═══ Data for processing ═══
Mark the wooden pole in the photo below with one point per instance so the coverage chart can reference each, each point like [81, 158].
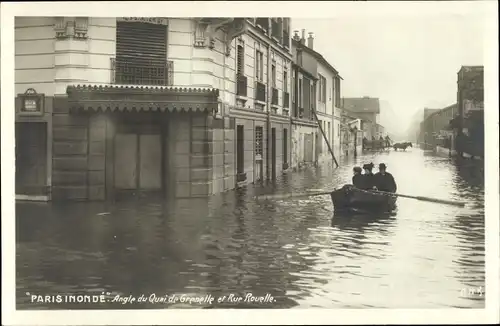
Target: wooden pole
[326, 139]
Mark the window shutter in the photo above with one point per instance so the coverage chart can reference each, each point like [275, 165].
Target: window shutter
[141, 43]
[241, 64]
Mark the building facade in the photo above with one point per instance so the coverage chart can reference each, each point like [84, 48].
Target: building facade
[316, 104]
[469, 125]
[304, 125]
[436, 128]
[367, 109]
[107, 107]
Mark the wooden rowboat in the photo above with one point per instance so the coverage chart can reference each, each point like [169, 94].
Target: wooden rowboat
[351, 198]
═══
Exercise goal - Print all of the records above line for line without any changes, leaving out the pictures.

Task solution -
Mark the wooden pole in the photo below with one point per instance so the coverage chart can reference each, each point like [81, 158].
Target: wooden pole
[326, 139]
Mark the window shutter in the photo above with one point per instance so the coverage chart can reference each, each point like [275, 165].
Target: window shutter
[141, 43]
[241, 64]
Mark the building facade in the photo above with one point per instance so the coverage chart can reference each, each point like [84, 48].
Target: building facade
[316, 104]
[469, 125]
[304, 125]
[436, 128]
[367, 109]
[107, 107]
Mark the wooden rowboat in the photo above with one point per instance so the coverage chart can reference each, each point like [169, 94].
Target: wooden rowboat
[351, 198]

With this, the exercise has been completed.